> _Labeled area outline records_:

----------

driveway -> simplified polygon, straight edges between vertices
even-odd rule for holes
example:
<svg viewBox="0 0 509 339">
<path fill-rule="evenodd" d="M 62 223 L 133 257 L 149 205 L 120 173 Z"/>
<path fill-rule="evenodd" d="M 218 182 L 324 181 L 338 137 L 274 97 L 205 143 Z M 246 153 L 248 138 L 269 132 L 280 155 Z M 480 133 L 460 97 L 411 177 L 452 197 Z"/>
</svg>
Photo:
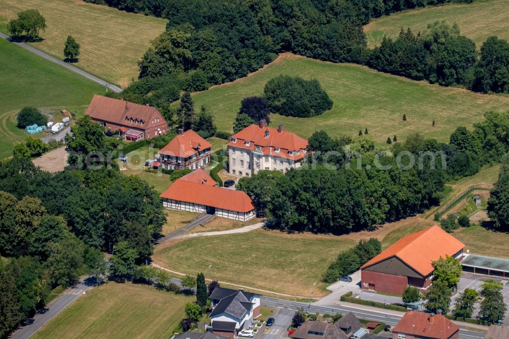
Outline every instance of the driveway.
<svg viewBox="0 0 509 339">
<path fill-rule="evenodd" d="M 493 279 L 496 281 L 501 282 L 503 284 L 502 289 L 502 294 L 504 296 L 504 301 L 506 305 L 509 305 L 509 278 L 503 279 L 498 277 L 490 276 L 483 275 L 482 274 L 474 274 L 470 273 L 463 273 L 460 278 L 460 282 L 458 284 L 458 293 L 453 296 L 450 302 L 450 309 L 454 308 L 454 305 L 456 302 L 456 299 L 459 296 L 460 293 L 463 292 L 465 289 L 473 289 L 478 292 L 483 287 L 483 284 L 484 280 L 487 279 Z M 476 303 L 474 306 L 474 313 L 472 318 L 475 318 L 479 314 L 480 305 L 479 303 Z M 505 311 L 505 318 L 502 323 L 504 326 L 509 326 L 509 307 L 507 310 Z"/>
<path fill-rule="evenodd" d="M 292 324 L 292 319 L 295 314 L 295 311 L 286 307 L 277 307 L 272 317 L 275 321 L 272 326 L 266 327 L 264 326 L 260 332 L 262 333 L 260 337 L 262 339 L 280 339 L 288 337 L 288 327 Z M 265 330 L 265 329 L 267 330 Z M 263 333 L 264 330 L 267 331 Z"/>
</svg>

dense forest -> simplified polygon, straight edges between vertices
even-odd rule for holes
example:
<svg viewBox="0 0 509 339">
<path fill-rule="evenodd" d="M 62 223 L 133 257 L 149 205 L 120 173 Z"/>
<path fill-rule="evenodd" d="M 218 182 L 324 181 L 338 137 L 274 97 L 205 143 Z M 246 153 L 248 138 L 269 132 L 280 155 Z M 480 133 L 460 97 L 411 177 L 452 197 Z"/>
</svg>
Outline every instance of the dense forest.
<svg viewBox="0 0 509 339">
<path fill-rule="evenodd" d="M 318 131 L 302 168 L 261 171 L 241 178 L 237 188 L 252 197 L 268 224 L 287 231 L 341 234 L 399 220 L 437 204 L 447 180 L 475 174 L 509 151 L 509 112 L 485 117 L 473 131 L 458 127 L 448 144 L 416 133 L 390 150 L 369 135 L 333 139 Z"/>
</svg>

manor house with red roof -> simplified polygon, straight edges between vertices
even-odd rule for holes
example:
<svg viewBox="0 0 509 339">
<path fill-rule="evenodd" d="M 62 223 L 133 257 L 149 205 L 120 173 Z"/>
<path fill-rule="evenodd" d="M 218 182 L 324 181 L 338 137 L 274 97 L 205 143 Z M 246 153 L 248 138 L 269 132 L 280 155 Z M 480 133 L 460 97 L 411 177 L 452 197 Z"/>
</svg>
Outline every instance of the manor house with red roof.
<svg viewBox="0 0 509 339">
<path fill-rule="evenodd" d="M 260 171 L 285 172 L 300 167 L 307 152 L 307 140 L 285 130 L 267 126 L 265 120 L 232 136 L 228 143 L 229 173 L 250 177 Z"/>
</svg>

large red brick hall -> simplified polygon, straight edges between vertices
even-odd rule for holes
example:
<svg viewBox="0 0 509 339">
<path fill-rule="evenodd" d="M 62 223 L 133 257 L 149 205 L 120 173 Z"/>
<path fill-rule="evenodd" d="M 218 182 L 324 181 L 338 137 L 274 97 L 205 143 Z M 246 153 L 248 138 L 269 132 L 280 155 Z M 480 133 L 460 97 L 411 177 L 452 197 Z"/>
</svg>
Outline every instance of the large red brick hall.
<svg viewBox="0 0 509 339">
<path fill-rule="evenodd" d="M 397 241 L 361 267 L 361 288 L 401 294 L 409 285 L 427 289 L 431 263 L 446 256 L 461 260 L 465 245 L 435 225 Z"/>
</svg>

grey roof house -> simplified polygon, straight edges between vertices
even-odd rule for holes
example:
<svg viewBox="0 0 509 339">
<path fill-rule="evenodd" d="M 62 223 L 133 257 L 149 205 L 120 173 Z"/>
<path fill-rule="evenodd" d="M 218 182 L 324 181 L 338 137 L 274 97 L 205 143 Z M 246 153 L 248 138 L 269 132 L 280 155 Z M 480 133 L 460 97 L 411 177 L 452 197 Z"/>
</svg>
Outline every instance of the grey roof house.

----------

> _TASK GOAL_: Can you write out every line of the records above again, unchanged, but omit the pictures?

> _RIGHT ANSWER_:
driveway -> simplified polygon, straight edges between vertices
even-odd rule for holes
example:
<svg viewBox="0 0 509 339">
<path fill-rule="evenodd" d="M 62 223 L 133 257 L 149 205 L 120 173 Z"/>
<path fill-rule="evenodd" d="M 218 182 L 324 181 L 338 137 L 274 97 L 205 143 Z M 246 153 L 248 138 L 269 132 L 280 155 Z M 480 133 L 460 97 L 411 177 L 452 197 Z"/>
</svg>
Photo:
Outline every instance of the driveway.
<svg viewBox="0 0 509 339">
<path fill-rule="evenodd" d="M 493 279 L 496 281 L 501 282 L 503 284 L 502 289 L 502 294 L 504 296 L 504 301 L 506 305 L 509 305 L 509 278 L 503 279 L 498 277 L 490 276 L 483 275 L 482 274 L 474 274 L 470 273 L 463 273 L 460 278 L 460 282 L 458 284 L 458 293 L 453 296 L 450 302 L 450 309 L 454 308 L 454 305 L 456 302 L 456 299 L 459 296 L 460 293 L 463 292 L 465 289 L 473 289 L 478 292 L 483 287 L 483 284 L 484 280 L 487 279 Z M 476 303 L 474 306 L 474 313 L 472 318 L 475 318 L 479 314 L 480 305 L 479 303 Z M 505 311 L 505 318 L 502 323 L 504 326 L 509 326 L 509 307 L 507 310 Z"/>
<path fill-rule="evenodd" d="M 292 324 L 292 319 L 295 314 L 295 311 L 286 307 L 277 307 L 272 317 L 275 321 L 272 326 L 266 327 L 264 326 L 260 332 L 262 333 L 260 337 L 262 339 L 280 339 L 288 337 L 288 327 Z M 265 330 L 265 329 L 267 330 Z M 263 333 L 264 330 L 267 331 Z"/>
</svg>

dense forest -> simplified polygon, straight edges between vertices
even-odd rule for holes
example:
<svg viewBox="0 0 509 339">
<path fill-rule="evenodd" d="M 62 223 L 133 257 L 149 205 L 120 173 Z"/>
<path fill-rule="evenodd" d="M 218 182 L 324 181 L 338 137 L 274 97 L 205 143 Z M 246 153 L 248 138 L 269 132 L 280 155 Z M 480 133 L 460 97 L 411 177 L 452 197 Z"/>
</svg>
Outline every instance of the dense forest.
<svg viewBox="0 0 509 339">
<path fill-rule="evenodd" d="M 318 131 L 302 168 L 261 171 L 241 178 L 237 188 L 252 197 L 268 224 L 287 231 L 341 234 L 399 220 L 437 204 L 447 180 L 475 174 L 509 151 L 509 112 L 485 117 L 473 131 L 458 127 L 448 144 L 416 133 L 390 150 L 369 135 L 333 139 Z"/>
</svg>

manor house with red roof -> simplified polygon, straight edges between vertices
even-odd rule for holes
example:
<svg viewBox="0 0 509 339">
<path fill-rule="evenodd" d="M 62 223 L 133 257 L 149 205 L 120 173 Z"/>
<path fill-rule="evenodd" d="M 218 182 L 324 181 L 338 137 L 274 97 L 205 143 Z M 246 153 L 248 138 L 269 132 L 280 155 Z M 480 133 L 460 97 L 411 177 L 452 197 Z"/>
</svg>
Outline every instance of the manor house with red roof.
<svg viewBox="0 0 509 339">
<path fill-rule="evenodd" d="M 260 171 L 285 172 L 300 167 L 307 152 L 307 140 L 285 130 L 267 126 L 265 120 L 232 136 L 228 143 L 229 173 L 250 177 Z"/>
</svg>

large red brick hall -> simplified polygon, straight edges between vertices
even-odd rule for holes
example:
<svg viewBox="0 0 509 339">
<path fill-rule="evenodd" d="M 62 223 L 133 257 L 149 205 L 120 173 Z"/>
<path fill-rule="evenodd" d="M 218 182 L 324 181 L 338 137 L 274 97 L 205 143 Z M 246 153 L 248 138 L 269 132 L 280 155 Z M 480 133 L 460 97 L 411 177 L 452 197 Z"/>
</svg>
Outline every instance of the large red brick hall.
<svg viewBox="0 0 509 339">
<path fill-rule="evenodd" d="M 397 241 L 361 267 L 361 288 L 401 294 L 409 285 L 427 289 L 431 263 L 446 256 L 461 260 L 465 245 L 435 225 Z"/>
</svg>

grey roof house -> simplified polygon, straight edges between vertices
even-odd rule for holes
example:
<svg viewBox="0 0 509 339">
<path fill-rule="evenodd" d="M 62 223 L 133 257 L 149 205 L 120 173 Z"/>
<path fill-rule="evenodd" d="M 218 182 L 324 181 L 338 137 L 274 97 L 205 143 Z M 246 153 L 248 138 L 269 132 L 280 155 Z M 480 133 L 460 97 L 411 177 L 452 197 Z"/>
</svg>
Outline every instance of the grey roof house.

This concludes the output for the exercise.